本文:
------------

説明

画像特性判別処理装置、画像特性判別処理方法、該方法を実行させるためのプログラム及び該プログラムを格納したコンピュータ読み取り可能な記憶媒体

【課題】 本発明は罫線や文字の識別精度を向上させるための有益な情報を提供できる。
【解決手段】 本発明の画像特性判別処理方法によれば、光学的に読み取った画像データの主走査方向及び副走査方向の1ライン毎に黒画素連結を調べ、黒画素の連結が途切れた時に黒画素一塊をランとする。そして、抽出したランの長さが所定値以上であるランを罫線ランとし、判別された罫線ランの数を計数して罫線ラン同士が所定値以内に存在している罫線ラン同士を罫線とする。抽出された全罫線を計数し、他の罫線と接触せずに単独で存在する罫線を単独罫線とし、判別された単独罫線を計数し、単独罫線周辺近傍の黒画素密度を求め、求めた黒画素密度が所定値以上であればつぶれ文字上に誤認識された無効化罫線と判別し、当該無効化罫線の数が所定値以上であればつぶれ画像であると判別する。次に、判別されたつぶれ画像が占める割合に基づいて認識対象の画像の特性を判別する。

【発明の詳細な説明】
【技術分野】
【0001】
本発明は画像特性判別処理装置、画像特性判別処理方法、該方法を実行させるためのプログラム及び該プログラムを格納したコンピュータ読み取り可能な記憶媒体に関し、詳細には文字認識装置の前処理として罫線や文字を含む認識対象画像の特性を判別する処理方法に関する。
【背景技術】
【0002】
画像の罫線や文字の識別処理は、濃い又はかすれている等の処理対象画像の特性によって識別処理に使用されているアルゴリズムやしきい値が対応できずに識別精度が低下することがある。画像の特性は、スキャナ等の入力装置で入力する時の2値化スレッシュを変更したりすることで、入力画像の濃さなどを補正し識別アルゴリズムに対応した画像特性を得ることは可能である。

------------

記録データ:
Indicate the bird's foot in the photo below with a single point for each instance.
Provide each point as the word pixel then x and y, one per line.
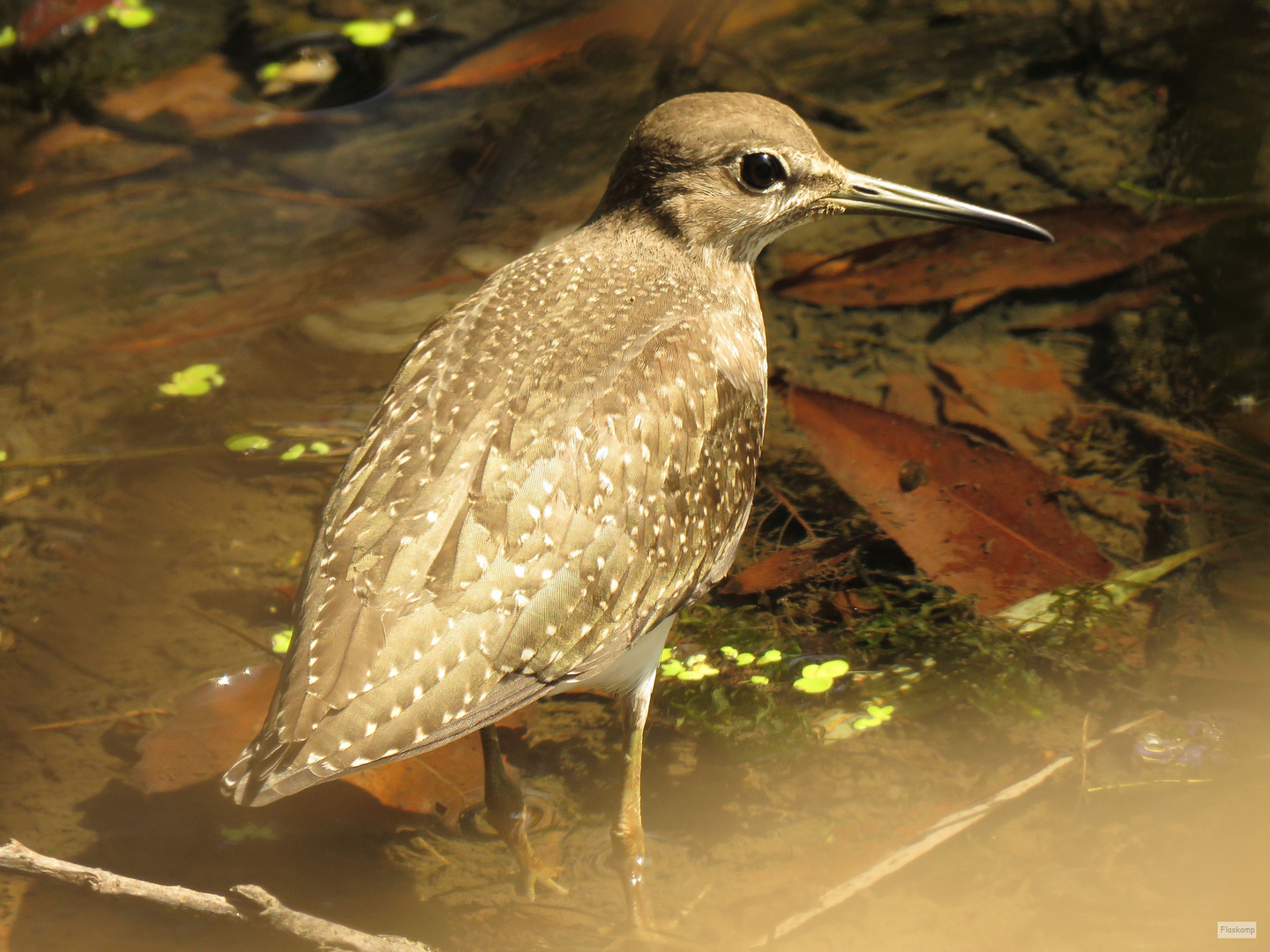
pixel 528 877
pixel 531 870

------------

演習課題:
(a) 画像特性判別処理に関する本文の「【解決手段】 本発明の画像特性判別処理方法によれば」で始まる段落を、主要な事実を残して処理手順の箇条書きに書き直してください。
(b) 画像特性判別処理に関する本文を、最後の文の後から書き進めてください。

解答一覧:
(a)
- 光学的に読み取った画像データについて、主走査方向および副走査方向の1ラインごとに黒画素連結を調べる。連結が途切れた時点の黒画素一塊をランとする。
- 長さが所定値以上のランを罫線ランとし、その数を計数する。
- 所定値以内に存在する罫線ラン同士を罫線とし、全罫線を計数する。
- 他の罫線と接触せず単独で存在する罫線を単独罫線とし、その数を計数する。
- 単独罫線の周辺近傍の黒画素密度を求める。密度が所定値以上であれば、つぶれ文字上に誤認識された無効化罫線と判別する。
- 無効化罫線の数が所定値以上であれば、つぶれ画像と判別する。
- つぶれ画像が占める割合に基づき、認識対象画像の特性を判別する。

(b)
【0003】
しかし、一度入力されてしまった2値データに対して、アルゴリズムに合わない特性だからと言って再度入力し直すなどは現実的ではない上に、能率が悪い。罫線や文字識別処理の前処理として、処理画像の特性を把握しその特性の情報を提供することができれば、その情報に対応したアルゴリズムやしきい値などに変更することが可能となり、識別精度を向上させることが可能となる。そこで、特許文献1では、品質を分析する品質分析手段として、かすれ状態、つぶれ状態を分析する手段を有する認識処理装置が提案されている。
【特許文献1】特開平10−154204号公報
【発明の開示】
【発明が解決しようとする課題】
【0004】
しかしながら、上記特許文献1のような分析では、画像が濃く、つぶれているような場合をつぶれ画像と定義しまうと、つぶれ画像の特徴は文字がつぶれて画像部が太り罫線に接触している場合が多く、更につぶれ画像における実線識別処理においては画像が密で結合しているためにつぶれた文字部に短い実線が誤認識されることが多くなる。
【0005】
本発明はこれらの問題点を解決するためのものであり、罫線や文字の識別精度を向上させるための有益な情報を提供可能な、画像特性判別処理装置、画像特性判別処理方法、該方法を実行させるプログラム及び該プログラムを格納したコンピュータ読み取り可能な記憶媒体を提供することを目的とする。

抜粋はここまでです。